» Written task: Express the lines of the items as a Markdown table with the columns "Row" and "Content". Start at the first line of the items, end at the line containing "Provide the outlines here.", include both of those lines, and omit any blank lines.

======== Available records

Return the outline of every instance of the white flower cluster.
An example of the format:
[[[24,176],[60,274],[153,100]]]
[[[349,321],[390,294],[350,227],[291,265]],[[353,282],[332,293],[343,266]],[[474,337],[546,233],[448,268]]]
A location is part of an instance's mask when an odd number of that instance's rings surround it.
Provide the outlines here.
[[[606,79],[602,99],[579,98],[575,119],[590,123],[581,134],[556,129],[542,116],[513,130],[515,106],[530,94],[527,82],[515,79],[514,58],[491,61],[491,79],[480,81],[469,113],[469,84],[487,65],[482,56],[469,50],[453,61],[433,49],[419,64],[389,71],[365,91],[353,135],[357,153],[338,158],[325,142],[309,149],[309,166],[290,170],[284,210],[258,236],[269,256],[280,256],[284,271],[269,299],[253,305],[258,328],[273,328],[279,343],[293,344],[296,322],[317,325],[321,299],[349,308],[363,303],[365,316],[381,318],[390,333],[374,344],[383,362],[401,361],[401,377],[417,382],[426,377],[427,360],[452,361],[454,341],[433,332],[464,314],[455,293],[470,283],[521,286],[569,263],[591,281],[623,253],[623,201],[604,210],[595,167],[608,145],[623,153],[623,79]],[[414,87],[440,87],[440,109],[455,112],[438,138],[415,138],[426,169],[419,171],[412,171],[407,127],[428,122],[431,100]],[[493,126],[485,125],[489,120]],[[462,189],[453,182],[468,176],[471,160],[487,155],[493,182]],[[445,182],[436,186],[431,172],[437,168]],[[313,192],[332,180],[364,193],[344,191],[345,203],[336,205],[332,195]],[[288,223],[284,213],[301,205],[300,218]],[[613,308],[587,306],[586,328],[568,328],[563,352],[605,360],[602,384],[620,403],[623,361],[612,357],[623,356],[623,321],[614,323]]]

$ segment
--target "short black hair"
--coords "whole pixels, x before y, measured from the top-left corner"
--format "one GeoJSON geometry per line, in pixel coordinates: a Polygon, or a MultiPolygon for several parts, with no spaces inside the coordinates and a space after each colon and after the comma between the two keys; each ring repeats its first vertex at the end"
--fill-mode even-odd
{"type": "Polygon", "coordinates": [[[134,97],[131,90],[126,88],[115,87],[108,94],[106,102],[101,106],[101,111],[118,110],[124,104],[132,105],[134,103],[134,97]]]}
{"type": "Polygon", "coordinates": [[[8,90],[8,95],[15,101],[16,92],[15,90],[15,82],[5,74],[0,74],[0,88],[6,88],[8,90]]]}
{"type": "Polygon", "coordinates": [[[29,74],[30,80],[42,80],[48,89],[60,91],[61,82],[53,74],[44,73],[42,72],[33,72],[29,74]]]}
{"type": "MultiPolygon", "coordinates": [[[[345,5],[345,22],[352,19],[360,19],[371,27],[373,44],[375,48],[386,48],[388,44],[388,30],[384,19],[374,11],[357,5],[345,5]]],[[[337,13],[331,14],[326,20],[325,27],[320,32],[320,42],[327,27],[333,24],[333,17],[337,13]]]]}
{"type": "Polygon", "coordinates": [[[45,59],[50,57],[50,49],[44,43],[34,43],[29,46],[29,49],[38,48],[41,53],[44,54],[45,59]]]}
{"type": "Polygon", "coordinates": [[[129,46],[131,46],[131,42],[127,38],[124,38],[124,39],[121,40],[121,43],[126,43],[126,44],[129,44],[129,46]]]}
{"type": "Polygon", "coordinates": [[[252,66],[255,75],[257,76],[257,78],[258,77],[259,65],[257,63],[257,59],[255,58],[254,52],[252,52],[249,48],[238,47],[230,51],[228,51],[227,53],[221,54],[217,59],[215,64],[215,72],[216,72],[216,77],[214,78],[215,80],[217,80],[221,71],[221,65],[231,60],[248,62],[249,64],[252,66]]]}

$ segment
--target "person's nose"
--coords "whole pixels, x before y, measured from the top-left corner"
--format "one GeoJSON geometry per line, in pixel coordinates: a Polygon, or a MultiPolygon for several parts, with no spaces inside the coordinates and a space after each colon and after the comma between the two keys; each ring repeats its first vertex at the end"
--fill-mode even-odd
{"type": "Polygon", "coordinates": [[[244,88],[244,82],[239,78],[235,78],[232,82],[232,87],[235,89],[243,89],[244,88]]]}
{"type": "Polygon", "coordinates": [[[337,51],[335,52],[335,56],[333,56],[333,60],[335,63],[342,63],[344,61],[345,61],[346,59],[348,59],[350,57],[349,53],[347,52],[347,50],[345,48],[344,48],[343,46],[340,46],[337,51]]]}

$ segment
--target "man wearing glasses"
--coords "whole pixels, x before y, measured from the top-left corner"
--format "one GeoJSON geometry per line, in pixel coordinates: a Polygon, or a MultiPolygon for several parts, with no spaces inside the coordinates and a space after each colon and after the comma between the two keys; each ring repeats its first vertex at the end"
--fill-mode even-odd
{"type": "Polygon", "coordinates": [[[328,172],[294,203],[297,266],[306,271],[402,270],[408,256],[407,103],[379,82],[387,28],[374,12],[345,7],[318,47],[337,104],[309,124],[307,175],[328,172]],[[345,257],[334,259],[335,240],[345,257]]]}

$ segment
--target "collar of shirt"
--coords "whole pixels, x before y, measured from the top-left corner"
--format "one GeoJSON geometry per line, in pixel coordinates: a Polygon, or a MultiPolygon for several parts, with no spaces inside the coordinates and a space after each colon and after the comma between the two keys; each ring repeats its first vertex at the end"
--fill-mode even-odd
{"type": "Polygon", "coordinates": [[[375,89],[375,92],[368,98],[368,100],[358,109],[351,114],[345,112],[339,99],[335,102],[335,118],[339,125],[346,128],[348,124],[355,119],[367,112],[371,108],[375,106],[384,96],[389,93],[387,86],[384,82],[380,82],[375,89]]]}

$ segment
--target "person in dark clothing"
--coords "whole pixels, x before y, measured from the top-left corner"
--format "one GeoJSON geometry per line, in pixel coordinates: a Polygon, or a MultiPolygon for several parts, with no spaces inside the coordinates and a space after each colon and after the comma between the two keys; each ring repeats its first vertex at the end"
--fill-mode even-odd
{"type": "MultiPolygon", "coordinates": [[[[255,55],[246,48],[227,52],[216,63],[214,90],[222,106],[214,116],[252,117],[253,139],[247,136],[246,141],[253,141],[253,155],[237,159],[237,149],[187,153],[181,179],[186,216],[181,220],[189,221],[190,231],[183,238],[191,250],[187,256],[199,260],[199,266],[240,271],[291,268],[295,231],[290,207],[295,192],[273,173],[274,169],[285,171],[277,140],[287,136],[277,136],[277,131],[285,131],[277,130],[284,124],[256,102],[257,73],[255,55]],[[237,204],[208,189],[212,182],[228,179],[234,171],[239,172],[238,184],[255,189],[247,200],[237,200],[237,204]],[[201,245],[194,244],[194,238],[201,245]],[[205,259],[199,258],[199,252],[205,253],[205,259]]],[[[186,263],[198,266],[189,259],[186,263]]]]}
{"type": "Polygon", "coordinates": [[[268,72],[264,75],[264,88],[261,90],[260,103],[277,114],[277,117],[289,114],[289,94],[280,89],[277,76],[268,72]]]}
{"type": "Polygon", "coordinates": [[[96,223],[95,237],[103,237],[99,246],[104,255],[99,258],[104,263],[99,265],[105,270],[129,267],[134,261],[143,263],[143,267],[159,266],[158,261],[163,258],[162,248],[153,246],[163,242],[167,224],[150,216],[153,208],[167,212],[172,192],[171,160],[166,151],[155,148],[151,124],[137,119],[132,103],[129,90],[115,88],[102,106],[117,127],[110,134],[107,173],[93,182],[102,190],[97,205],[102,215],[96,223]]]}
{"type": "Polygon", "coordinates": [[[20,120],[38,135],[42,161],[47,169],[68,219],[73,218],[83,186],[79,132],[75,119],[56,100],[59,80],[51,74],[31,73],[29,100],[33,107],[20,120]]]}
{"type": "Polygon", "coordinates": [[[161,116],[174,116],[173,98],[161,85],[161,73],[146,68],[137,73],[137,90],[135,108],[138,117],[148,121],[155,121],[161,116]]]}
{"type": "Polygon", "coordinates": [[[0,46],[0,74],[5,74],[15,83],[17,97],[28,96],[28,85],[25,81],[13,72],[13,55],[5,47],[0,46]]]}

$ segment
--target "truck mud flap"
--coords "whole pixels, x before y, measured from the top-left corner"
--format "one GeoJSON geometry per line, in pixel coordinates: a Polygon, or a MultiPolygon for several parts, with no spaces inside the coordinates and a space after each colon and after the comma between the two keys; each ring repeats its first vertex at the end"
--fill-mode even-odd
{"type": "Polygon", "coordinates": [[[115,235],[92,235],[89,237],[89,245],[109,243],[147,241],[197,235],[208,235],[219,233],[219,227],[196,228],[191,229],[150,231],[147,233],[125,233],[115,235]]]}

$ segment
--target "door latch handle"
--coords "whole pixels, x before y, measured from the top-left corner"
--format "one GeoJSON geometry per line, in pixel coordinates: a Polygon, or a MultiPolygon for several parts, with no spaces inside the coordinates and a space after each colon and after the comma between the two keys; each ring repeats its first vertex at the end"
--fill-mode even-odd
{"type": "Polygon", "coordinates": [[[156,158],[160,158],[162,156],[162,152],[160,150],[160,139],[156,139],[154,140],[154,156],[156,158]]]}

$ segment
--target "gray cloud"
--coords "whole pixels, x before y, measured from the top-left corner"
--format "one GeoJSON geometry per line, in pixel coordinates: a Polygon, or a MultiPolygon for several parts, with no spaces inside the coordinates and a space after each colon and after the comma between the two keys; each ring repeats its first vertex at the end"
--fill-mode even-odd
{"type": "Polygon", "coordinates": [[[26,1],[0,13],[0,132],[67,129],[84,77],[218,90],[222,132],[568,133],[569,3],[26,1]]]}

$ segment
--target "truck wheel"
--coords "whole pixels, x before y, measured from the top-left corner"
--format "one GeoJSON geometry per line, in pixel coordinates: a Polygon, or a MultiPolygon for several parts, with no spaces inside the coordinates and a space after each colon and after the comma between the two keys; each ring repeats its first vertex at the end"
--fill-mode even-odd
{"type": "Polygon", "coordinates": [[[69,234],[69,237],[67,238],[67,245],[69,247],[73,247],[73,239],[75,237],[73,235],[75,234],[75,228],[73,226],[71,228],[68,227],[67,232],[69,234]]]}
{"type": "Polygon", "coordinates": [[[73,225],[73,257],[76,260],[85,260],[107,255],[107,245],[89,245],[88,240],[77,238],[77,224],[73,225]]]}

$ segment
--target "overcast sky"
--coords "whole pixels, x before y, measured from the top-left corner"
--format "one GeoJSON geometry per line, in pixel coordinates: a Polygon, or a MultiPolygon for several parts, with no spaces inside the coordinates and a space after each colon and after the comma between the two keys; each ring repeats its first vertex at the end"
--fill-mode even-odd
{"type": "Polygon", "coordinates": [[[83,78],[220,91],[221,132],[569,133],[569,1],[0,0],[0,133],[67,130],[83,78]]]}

================

» Solution to the problem:
| Row | Content |
|---|---|
| 1 | Return the outline of every instance of the white flower cluster. |
| 2 | An example of the format: |
| 3 | [[[24,176],[60,274],[153,100]]] |
| 4 | [[[349,321],[390,294],[350,227],[291,265]],[[353,282],[332,293],[343,266]],[[474,337],[546,233],[448,268]]] |
| 5 | A location is part of an instance's mask when an odd number of that instance's rings surround it. |
| 6 | Provide the outlines here. |